-- start --

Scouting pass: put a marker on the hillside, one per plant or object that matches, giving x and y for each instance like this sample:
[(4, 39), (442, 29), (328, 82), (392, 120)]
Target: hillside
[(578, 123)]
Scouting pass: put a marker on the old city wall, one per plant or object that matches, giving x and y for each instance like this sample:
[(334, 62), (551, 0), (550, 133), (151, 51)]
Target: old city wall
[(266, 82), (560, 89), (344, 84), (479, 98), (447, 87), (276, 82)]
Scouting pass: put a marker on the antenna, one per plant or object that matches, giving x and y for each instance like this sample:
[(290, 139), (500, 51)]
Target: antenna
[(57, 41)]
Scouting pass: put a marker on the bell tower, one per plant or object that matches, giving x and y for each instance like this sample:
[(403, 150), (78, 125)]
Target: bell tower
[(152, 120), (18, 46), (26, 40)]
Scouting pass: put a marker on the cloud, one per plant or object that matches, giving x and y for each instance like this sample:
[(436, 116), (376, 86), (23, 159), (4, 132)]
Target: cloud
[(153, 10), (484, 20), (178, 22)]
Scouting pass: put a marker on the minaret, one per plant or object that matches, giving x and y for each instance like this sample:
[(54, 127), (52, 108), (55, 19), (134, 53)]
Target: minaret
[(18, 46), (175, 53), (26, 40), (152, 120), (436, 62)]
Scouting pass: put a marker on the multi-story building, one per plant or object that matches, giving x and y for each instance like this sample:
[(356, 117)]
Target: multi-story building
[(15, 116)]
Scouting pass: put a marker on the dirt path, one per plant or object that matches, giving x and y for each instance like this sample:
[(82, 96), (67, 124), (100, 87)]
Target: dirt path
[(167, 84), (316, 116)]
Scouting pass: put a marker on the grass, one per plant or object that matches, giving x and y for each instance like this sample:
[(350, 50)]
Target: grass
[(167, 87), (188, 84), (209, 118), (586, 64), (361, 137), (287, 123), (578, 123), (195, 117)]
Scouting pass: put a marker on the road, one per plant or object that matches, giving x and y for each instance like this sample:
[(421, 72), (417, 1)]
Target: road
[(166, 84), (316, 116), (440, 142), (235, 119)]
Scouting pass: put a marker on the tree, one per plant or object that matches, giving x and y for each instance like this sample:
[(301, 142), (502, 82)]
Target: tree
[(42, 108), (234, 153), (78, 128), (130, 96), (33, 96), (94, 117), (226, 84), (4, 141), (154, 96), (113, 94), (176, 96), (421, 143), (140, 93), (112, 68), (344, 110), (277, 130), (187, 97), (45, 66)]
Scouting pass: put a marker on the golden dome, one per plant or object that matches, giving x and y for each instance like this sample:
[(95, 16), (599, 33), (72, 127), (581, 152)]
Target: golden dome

-- end --

Work to do: Copy all of the records above line for line, without altering a single character.

Result below:
Scouting pass: put a marker on the hillside, one per plant or object that matches, giving x and y for each instance like this sample:
[(4, 39), (442, 29), (328, 82), (392, 120)]
Target: hillside
[(578, 123)]
Scouting pass: put a marker on the old city wall, one per plant or object that matches, giving x and y for each instance like this sample:
[(334, 62), (551, 0), (550, 133), (151, 51)]
Target: old city wall
[(266, 82), (560, 89), (344, 84), (479, 98), (447, 87), (276, 82)]
Scouting pass: put a marker on the antenna, one per plant or object that matches, giving x and y for each instance like this sample:
[(290, 139), (500, 51)]
Target: antenna
[(57, 41)]
Scouting pass: put a marker on the bell tower, one per plant or object that matches, giving x and y for each instance like this sample:
[(403, 150), (78, 125)]
Target: bell tower
[(152, 120), (18, 46), (26, 40)]
Scouting pass: put a marker on the cloud, one per plant or object that matches, giving x and y for each instance like this sample:
[(436, 116), (376, 86), (23, 159), (4, 132)]
Target: cloud
[(153, 10), (484, 20), (178, 22)]
Scouting pass: put a marker on the minaret, one per plant or object that matches, giving x and y for each instance like this sample:
[(54, 127), (52, 108), (55, 19), (134, 53)]
Target: minaret
[(18, 46), (175, 53), (26, 40), (152, 120), (436, 62)]
Scouting pass: put a marker on the multi-story building, one per plant or object that matches, giving x and y for each instance like this sample:
[(356, 117)]
Target: multi-story building
[(15, 116)]
Scouting pass: put a marker on the dirt path, one per plant or object that matches, giving x and y for each instance like this sample:
[(82, 96), (67, 124), (100, 87)]
Target: dirt path
[(167, 84), (316, 116)]
Scouting pass: put a marker on the grass, one per plant or object that matches, giving x and y for each instance like this sample:
[(350, 50)]
Target: grass
[(167, 87), (188, 84), (209, 118), (586, 64), (361, 137), (287, 123), (578, 123), (195, 117)]
Scouting pass: put a marker on the road, one per plant or object that matches, giving x and y for each instance like this sample:
[(421, 72), (417, 1)]
Target: road
[(166, 84), (316, 116), (440, 142), (235, 119)]
Scouting pass: put a marker on the tree, one per plant or object that matches, giving x and y for each instance like this sample:
[(301, 142), (502, 82)]
Target: tree
[(42, 108), (234, 153), (78, 128), (130, 96), (33, 96), (94, 117), (226, 84), (4, 141), (154, 96), (113, 94), (176, 96), (421, 143), (140, 93), (112, 68), (344, 110), (277, 130), (187, 97), (45, 66)]
Scouting pass: put a marker on the golden dome, one per plant or object that matches, giving x and y for each instance like this sample:
[(95, 16), (599, 33), (72, 127), (581, 152)]
Target: golden dome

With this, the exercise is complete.